* _Source extract_:

-.-.-

The webdav doors started to reject connections quickly even after increasing the limits of the door

[2]

webdav.authn.protocol=https
webdav.redirect.allow-https=true
webdav.limits.queue-length=4096
webdav.limits.threads.max=2048
webdav.limits.backlog=8192
webdav.limits.acceptors=4
webdav.mover.timeout = 3600000
webdav.service.pool.timeout = 20000

The workload context:

5000 jobs (mono CPU) Each job sends Webdav requests to the door (PROPFIND, DELETE, etc.) and keep the connection opened. For GET et PUT requests, the connection is closed when the upload/download is done. The average transfer size is around 40MB.

image I also have to check why pool-lsst-li455a has so many queue connections... image

Any help will be appreciated :)

Cheers, Adrien

ageorget avatar Mar 08 '23 10:03 ageorget

Hi Adrien,

It looks like the door simply cannot keep up with the number of clients as-is.

There are a few reasons why this might be happening:

  1. the door is proxying many transfers (for whatever reason),
  2. the door is accepting transfer requests, but blocking because pool-manager cannot find a suitable pool or the pool is queuing the request.
  3. the door is receiving requests (transfer or namespace) and is blocking because pnfs-manager is slow.

-.-.-

* _Raw records_:
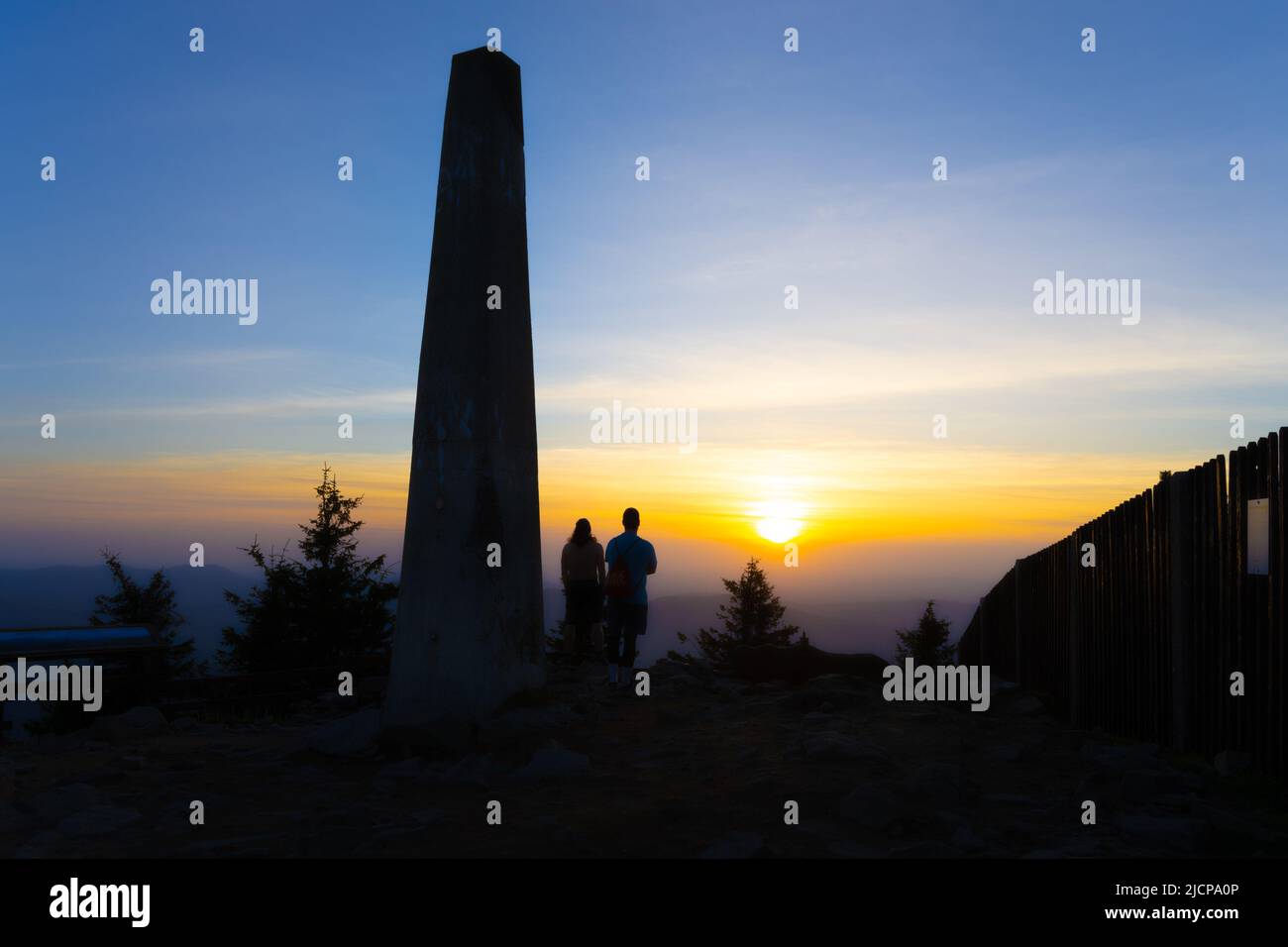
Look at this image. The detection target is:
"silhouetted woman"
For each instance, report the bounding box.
[561,518,604,661]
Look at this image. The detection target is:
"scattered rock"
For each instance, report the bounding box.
[837,786,901,832]
[58,805,143,839]
[905,760,979,805]
[953,826,984,852]
[89,707,166,743]
[0,801,31,835]
[33,783,106,824]
[1006,693,1046,716]
[514,741,590,783]
[435,754,502,788]
[308,707,380,756]
[1212,750,1252,777]
[890,839,962,858]
[1117,815,1208,852]
[698,832,765,858]
[802,730,890,767]
[373,756,428,784]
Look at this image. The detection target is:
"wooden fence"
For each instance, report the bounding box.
[958,428,1288,775]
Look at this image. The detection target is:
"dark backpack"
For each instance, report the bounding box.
[604,539,639,598]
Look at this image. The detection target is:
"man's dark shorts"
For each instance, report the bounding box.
[606,599,648,638]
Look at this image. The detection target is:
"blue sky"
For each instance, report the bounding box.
[0,1,1288,592]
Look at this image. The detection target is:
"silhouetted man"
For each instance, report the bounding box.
[604,506,657,684]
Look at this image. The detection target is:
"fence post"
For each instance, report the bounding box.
[1065,532,1082,729]
[1015,559,1024,684]
[1167,472,1194,750]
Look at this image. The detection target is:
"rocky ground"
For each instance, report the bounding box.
[0,661,1288,858]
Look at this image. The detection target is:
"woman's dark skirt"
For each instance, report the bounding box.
[564,579,604,625]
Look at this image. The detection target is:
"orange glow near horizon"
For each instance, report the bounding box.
[0,445,1172,577]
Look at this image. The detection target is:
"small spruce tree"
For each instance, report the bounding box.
[894,599,954,665]
[220,467,398,672]
[89,549,205,678]
[679,559,802,668]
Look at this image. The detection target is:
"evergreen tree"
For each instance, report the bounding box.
[679,559,802,668]
[89,549,205,678]
[220,467,398,672]
[894,599,954,665]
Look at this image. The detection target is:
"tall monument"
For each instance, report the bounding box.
[381,49,545,743]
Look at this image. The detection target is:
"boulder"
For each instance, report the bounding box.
[1212,750,1252,777]
[308,707,380,756]
[58,805,143,839]
[837,786,901,832]
[802,730,890,768]
[698,832,765,858]
[86,707,166,743]
[514,741,590,783]
[729,644,886,684]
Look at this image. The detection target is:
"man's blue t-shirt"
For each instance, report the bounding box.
[604,532,657,605]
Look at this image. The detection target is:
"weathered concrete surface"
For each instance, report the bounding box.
[381,49,544,742]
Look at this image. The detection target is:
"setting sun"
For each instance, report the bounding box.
[752,502,805,543]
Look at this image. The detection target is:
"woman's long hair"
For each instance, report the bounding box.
[568,517,595,546]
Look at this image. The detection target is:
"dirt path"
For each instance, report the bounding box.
[0,663,1288,857]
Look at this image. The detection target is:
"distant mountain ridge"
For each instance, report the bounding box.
[0,563,255,659]
[0,563,975,670]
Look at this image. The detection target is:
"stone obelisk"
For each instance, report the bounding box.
[381,49,545,743]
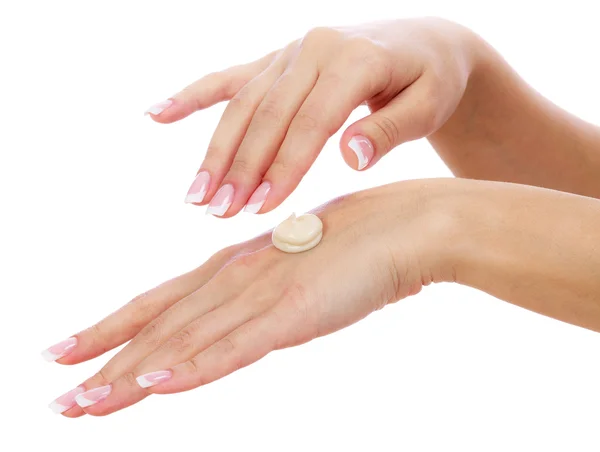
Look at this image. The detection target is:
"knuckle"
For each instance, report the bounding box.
[416,92,439,137]
[229,154,256,174]
[165,328,193,353]
[253,99,284,128]
[121,371,139,388]
[269,157,305,179]
[88,323,108,354]
[135,316,164,348]
[302,27,340,47]
[223,85,252,116]
[293,108,321,133]
[215,337,243,371]
[202,142,224,164]
[374,115,400,150]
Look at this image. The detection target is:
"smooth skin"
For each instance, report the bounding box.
[45,19,600,417]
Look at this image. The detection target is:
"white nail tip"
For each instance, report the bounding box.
[206,200,231,217]
[75,394,98,408]
[136,375,159,388]
[144,100,173,115]
[206,202,231,217]
[348,138,369,170]
[48,402,71,414]
[41,350,63,362]
[244,201,264,213]
[185,190,206,204]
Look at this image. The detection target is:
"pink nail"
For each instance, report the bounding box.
[206,184,235,217]
[185,171,210,204]
[48,386,85,414]
[75,385,112,408]
[136,370,173,388]
[42,337,77,361]
[244,181,271,213]
[348,135,375,170]
[144,99,173,116]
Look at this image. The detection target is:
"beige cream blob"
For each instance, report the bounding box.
[271,213,323,253]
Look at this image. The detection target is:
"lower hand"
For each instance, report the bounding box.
[47,180,453,417]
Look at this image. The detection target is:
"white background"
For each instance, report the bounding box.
[0,0,600,451]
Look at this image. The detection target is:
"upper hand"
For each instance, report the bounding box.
[149,19,472,217]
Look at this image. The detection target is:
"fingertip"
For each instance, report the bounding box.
[340,130,375,171]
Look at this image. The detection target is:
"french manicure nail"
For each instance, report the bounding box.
[144,99,173,116]
[75,385,112,408]
[206,184,234,217]
[42,337,77,361]
[136,370,173,388]
[48,386,85,414]
[244,181,271,213]
[348,135,375,170]
[185,171,210,204]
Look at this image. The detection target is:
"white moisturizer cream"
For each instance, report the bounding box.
[271,213,323,253]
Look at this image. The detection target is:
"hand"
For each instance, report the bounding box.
[48,180,454,417]
[148,19,472,217]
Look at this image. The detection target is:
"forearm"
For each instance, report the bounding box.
[449,181,600,331]
[429,28,600,198]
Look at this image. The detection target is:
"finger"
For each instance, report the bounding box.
[43,250,233,364]
[50,245,244,417]
[185,58,285,208]
[340,78,441,170]
[71,252,263,415]
[211,53,318,217]
[146,51,279,124]
[260,53,387,212]
[80,290,272,416]
[147,311,284,394]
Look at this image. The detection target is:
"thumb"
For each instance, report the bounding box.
[144,52,278,124]
[340,82,437,170]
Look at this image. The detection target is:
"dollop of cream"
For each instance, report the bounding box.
[271,213,323,253]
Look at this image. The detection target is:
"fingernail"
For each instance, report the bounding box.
[244,181,271,213]
[144,99,173,116]
[348,135,375,170]
[42,337,77,361]
[206,184,234,217]
[185,171,210,204]
[136,370,173,388]
[75,385,112,408]
[48,386,85,414]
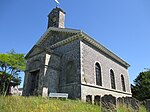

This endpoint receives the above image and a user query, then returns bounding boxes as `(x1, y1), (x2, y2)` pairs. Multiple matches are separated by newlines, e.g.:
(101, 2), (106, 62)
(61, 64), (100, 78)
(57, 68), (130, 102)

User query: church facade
(23, 7), (132, 101)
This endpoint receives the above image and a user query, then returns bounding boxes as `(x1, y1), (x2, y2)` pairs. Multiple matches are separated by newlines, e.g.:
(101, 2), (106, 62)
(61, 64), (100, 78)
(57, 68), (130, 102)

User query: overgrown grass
(0, 96), (146, 112)
(0, 96), (100, 112)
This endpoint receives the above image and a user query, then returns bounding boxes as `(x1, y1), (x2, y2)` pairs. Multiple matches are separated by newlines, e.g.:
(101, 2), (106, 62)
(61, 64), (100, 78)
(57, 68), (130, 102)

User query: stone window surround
(109, 68), (116, 89)
(94, 61), (103, 86)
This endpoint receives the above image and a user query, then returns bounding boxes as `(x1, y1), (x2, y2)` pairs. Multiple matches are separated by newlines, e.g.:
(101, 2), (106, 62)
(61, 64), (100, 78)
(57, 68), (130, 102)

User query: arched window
(110, 69), (116, 89)
(66, 61), (75, 83)
(95, 63), (102, 86)
(121, 75), (126, 91)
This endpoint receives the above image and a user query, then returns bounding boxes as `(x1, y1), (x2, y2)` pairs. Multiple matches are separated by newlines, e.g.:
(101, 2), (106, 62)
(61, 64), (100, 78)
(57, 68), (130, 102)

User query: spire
(48, 6), (66, 28)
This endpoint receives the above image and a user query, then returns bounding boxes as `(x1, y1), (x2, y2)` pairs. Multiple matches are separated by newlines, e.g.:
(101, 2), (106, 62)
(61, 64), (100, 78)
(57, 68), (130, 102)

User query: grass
(0, 96), (100, 112)
(0, 96), (146, 112)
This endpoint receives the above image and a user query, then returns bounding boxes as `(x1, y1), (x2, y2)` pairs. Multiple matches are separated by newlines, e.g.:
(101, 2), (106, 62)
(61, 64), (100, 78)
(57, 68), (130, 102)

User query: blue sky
(0, 0), (150, 87)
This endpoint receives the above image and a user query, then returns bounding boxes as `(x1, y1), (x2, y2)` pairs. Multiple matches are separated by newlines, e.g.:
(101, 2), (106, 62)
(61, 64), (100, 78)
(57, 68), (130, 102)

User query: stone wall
(80, 41), (131, 100)
(54, 40), (81, 99)
(23, 52), (46, 96)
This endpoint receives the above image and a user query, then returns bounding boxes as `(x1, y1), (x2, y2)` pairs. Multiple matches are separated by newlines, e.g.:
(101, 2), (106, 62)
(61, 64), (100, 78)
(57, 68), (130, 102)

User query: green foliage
(0, 50), (25, 96)
(131, 71), (150, 101)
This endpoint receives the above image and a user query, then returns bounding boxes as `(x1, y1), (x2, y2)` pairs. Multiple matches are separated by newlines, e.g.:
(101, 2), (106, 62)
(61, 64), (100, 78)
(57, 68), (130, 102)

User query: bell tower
(48, 7), (66, 28)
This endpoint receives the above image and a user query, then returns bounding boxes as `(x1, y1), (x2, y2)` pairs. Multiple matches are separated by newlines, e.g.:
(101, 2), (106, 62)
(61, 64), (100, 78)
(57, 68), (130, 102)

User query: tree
(131, 71), (150, 101)
(0, 50), (25, 96)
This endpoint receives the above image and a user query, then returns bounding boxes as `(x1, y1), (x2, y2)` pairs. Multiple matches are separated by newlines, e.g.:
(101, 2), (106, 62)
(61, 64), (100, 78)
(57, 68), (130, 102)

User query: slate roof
(27, 27), (130, 68)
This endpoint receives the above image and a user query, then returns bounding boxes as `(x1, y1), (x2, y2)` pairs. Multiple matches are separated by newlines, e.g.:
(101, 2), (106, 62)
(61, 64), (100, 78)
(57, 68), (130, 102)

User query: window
(110, 69), (116, 89)
(86, 95), (92, 104)
(94, 95), (101, 105)
(66, 61), (75, 83)
(95, 63), (102, 86)
(121, 75), (126, 91)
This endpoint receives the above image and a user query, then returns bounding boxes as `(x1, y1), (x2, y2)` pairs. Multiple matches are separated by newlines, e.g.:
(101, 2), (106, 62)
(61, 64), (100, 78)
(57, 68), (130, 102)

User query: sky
(0, 0), (150, 87)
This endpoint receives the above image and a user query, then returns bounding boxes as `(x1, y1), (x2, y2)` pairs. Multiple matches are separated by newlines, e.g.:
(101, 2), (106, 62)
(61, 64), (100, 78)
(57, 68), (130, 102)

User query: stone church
(23, 7), (132, 101)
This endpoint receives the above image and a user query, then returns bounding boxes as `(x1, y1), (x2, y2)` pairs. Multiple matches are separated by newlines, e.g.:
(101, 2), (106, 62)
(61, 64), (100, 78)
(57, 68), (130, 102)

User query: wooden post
(146, 99), (150, 112)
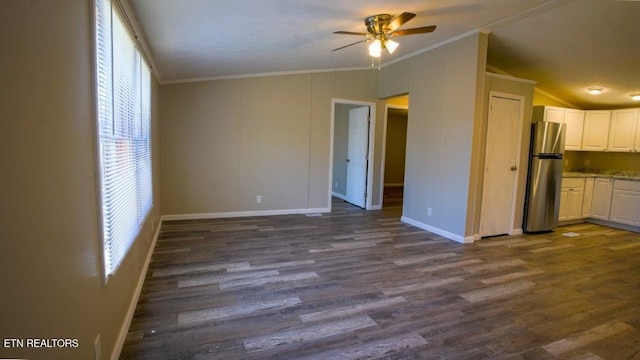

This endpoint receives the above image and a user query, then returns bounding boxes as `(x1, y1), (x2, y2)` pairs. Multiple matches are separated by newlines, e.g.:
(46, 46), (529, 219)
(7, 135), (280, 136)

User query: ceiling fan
(331, 12), (436, 58)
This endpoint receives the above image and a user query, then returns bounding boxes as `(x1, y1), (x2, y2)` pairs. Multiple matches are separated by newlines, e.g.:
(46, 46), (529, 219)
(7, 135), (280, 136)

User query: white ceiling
(121, 0), (640, 109)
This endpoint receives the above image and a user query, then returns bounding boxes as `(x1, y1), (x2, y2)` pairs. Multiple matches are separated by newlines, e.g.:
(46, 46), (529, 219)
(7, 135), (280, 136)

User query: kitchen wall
(0, 0), (161, 360)
(564, 151), (640, 172)
(533, 91), (640, 172)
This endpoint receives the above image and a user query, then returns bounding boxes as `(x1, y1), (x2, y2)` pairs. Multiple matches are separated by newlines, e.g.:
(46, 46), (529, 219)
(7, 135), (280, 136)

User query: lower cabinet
(558, 177), (640, 232)
(558, 178), (584, 221)
(591, 178), (613, 220)
(609, 180), (640, 226)
(582, 178), (594, 218)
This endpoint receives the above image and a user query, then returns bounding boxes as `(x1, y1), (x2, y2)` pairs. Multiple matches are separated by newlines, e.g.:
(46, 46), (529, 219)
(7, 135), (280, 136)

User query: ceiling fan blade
(389, 25), (436, 36)
(333, 31), (371, 36)
(387, 12), (416, 31)
(331, 39), (369, 51)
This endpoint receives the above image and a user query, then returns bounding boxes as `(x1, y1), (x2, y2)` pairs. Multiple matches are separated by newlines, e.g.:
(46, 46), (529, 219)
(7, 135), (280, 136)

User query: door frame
(479, 91), (526, 236)
(378, 104), (409, 208)
(327, 98), (376, 210)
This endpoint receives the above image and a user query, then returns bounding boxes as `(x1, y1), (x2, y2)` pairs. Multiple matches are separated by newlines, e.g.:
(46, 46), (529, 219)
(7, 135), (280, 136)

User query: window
(95, 0), (153, 276)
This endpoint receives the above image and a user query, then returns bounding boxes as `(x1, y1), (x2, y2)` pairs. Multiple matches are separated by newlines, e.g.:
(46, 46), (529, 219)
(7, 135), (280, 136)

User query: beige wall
(161, 70), (379, 215)
(0, 0), (160, 360)
(474, 75), (534, 234)
(377, 34), (487, 241)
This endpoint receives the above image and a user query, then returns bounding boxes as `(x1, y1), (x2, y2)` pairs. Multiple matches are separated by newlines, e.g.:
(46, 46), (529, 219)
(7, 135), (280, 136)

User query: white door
(480, 95), (522, 236)
(347, 106), (369, 208)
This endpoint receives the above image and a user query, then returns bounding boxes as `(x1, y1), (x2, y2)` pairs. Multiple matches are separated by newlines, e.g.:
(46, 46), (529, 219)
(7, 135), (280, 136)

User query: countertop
(562, 169), (640, 181)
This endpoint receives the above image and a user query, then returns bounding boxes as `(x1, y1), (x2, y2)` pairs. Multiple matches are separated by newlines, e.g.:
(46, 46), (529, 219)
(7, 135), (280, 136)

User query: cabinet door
(582, 178), (593, 218)
(633, 110), (640, 152)
(564, 109), (584, 150)
(591, 178), (613, 220)
(582, 110), (611, 151)
(567, 188), (584, 219)
(607, 109), (638, 152)
(610, 189), (640, 226)
(544, 106), (565, 124)
(558, 188), (569, 221)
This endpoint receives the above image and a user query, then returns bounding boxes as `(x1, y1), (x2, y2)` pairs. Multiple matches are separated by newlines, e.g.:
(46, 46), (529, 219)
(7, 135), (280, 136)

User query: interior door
(480, 95), (522, 237)
(346, 106), (369, 208)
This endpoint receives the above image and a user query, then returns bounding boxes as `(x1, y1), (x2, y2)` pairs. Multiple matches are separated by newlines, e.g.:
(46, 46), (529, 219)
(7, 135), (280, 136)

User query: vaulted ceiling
(125, 0), (640, 109)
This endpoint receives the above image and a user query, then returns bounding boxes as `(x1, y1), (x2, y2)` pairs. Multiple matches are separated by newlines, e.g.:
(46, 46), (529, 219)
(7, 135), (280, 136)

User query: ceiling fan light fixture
(384, 40), (400, 54)
(369, 39), (382, 57)
(587, 87), (604, 95)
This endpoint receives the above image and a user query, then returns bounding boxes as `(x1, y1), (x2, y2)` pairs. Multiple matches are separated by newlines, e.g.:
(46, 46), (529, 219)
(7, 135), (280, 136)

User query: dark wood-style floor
(121, 195), (640, 360)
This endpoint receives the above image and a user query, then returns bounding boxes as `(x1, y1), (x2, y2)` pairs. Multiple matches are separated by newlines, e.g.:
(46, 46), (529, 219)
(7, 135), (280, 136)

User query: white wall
(0, 0), (160, 360)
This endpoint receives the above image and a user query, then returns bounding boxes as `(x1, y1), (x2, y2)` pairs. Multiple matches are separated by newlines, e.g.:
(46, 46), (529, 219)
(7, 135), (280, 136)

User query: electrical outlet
(93, 334), (102, 360)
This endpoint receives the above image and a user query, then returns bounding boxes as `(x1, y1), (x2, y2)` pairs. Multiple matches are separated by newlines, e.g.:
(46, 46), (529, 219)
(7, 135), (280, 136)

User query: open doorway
(382, 102), (409, 209)
(329, 99), (376, 209)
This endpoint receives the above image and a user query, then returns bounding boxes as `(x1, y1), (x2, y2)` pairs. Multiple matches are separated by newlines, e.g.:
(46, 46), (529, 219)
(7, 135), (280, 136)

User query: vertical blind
(95, 0), (153, 276)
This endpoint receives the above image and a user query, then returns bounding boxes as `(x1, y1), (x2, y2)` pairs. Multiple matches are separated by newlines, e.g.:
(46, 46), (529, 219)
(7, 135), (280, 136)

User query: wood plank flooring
(121, 200), (640, 360)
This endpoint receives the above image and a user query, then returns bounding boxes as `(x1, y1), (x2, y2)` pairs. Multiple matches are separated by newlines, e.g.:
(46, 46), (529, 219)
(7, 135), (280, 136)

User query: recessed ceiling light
(587, 87), (604, 95)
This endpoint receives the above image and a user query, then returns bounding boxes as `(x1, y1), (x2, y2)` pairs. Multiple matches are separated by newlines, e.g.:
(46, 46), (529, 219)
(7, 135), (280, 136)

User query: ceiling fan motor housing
(364, 14), (393, 37)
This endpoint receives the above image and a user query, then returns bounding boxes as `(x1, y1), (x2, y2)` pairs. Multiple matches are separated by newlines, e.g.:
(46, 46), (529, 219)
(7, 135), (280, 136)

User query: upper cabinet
(533, 106), (584, 150)
(533, 106), (640, 152)
(582, 110), (611, 151)
(607, 109), (638, 152)
(564, 109), (584, 150)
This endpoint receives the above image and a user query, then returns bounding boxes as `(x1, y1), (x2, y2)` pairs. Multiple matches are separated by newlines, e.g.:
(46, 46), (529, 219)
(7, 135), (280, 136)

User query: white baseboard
(161, 208), (331, 221)
(400, 216), (474, 244)
(331, 191), (347, 201)
(109, 217), (162, 360)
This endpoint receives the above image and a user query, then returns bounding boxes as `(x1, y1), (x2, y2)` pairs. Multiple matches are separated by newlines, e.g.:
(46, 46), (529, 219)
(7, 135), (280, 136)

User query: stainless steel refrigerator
(524, 121), (565, 232)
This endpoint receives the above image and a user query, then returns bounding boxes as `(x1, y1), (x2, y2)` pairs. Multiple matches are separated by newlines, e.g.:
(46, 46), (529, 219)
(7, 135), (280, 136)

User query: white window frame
(93, 0), (153, 284)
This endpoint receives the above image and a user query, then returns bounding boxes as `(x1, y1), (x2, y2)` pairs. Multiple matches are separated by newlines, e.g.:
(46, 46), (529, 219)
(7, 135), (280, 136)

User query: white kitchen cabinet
(564, 109), (584, 150)
(582, 178), (594, 218)
(533, 106), (565, 124)
(609, 180), (640, 226)
(607, 109), (638, 152)
(582, 110), (611, 151)
(558, 178), (584, 221)
(591, 178), (613, 220)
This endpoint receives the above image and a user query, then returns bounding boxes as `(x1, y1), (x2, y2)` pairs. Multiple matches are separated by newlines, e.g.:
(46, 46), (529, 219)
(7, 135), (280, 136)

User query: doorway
(329, 99), (375, 209)
(480, 92), (524, 237)
(381, 104), (409, 209)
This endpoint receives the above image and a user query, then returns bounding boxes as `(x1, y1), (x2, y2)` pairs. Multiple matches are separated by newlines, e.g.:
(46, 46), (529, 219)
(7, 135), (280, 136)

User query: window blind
(95, 0), (153, 276)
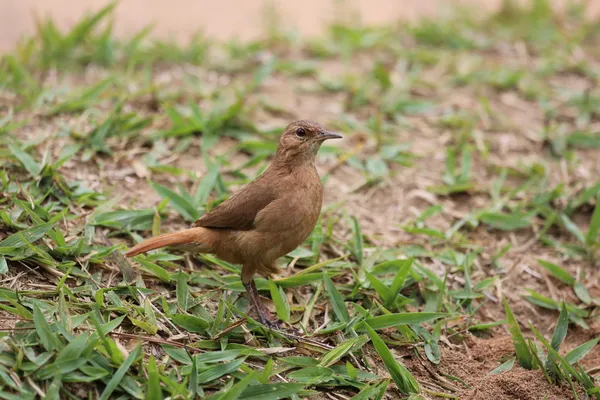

-.-.-

* _Exercise requirements_:
A – In the records, from the start through the line that contains "[373,756,428,784]", both ends included, substitute "enclosing rectangle" for "bounding box" and change nothing else. Leave the pictures out of your answer.
B – Pick up the forum thread about WebDAV doors rejecting connections and keep writing from the point where it stops.
The forum thread and the records have no connection to each other.

* _Set of answers_:
A –
Look at this image. The detection target is:
"silhouetted woman"
For each instance, report the enclosing rectangle.
[561,518,604,661]
Look at this image. The detection target is:
"scattered rock"
For each instance, report the enclosing rectangle.
[837,786,901,832]
[58,805,143,839]
[905,760,979,805]
[953,826,984,852]
[89,707,166,743]
[0,801,31,835]
[33,783,106,824]
[1006,693,1046,716]
[514,741,590,783]
[435,754,502,788]
[308,707,380,756]
[1212,750,1252,777]
[890,839,962,858]
[1117,815,1208,852]
[698,832,765,858]
[802,730,890,767]
[373,756,428,784]

B –
There is, perhaps, another effect where the client may be disconnecting (in effect, aborting the request) if the door takes too long to reply. The door may not notice that the client has disconnected, so will keep processing the request. If the client reconnects (perhaps retrying the request) then there could be an avalanche-like effect.

It would be interesting to learn the concurrency of requests from the client. This might indicate which request is causing the problem. This information is available from the access log file. I wrote a script to generate concurrency information for HTTP-TPC requests. This could be extended to support arbitrary HTTP requests.

As practical steps, you could add more pools if you see the pools struggling, otherwise try adding more WebDAV doors.

However, I think this issue really needs someone to spend some time investigating what is going on, which is (unfortunately) not something I can do right now.

HTH, Paul.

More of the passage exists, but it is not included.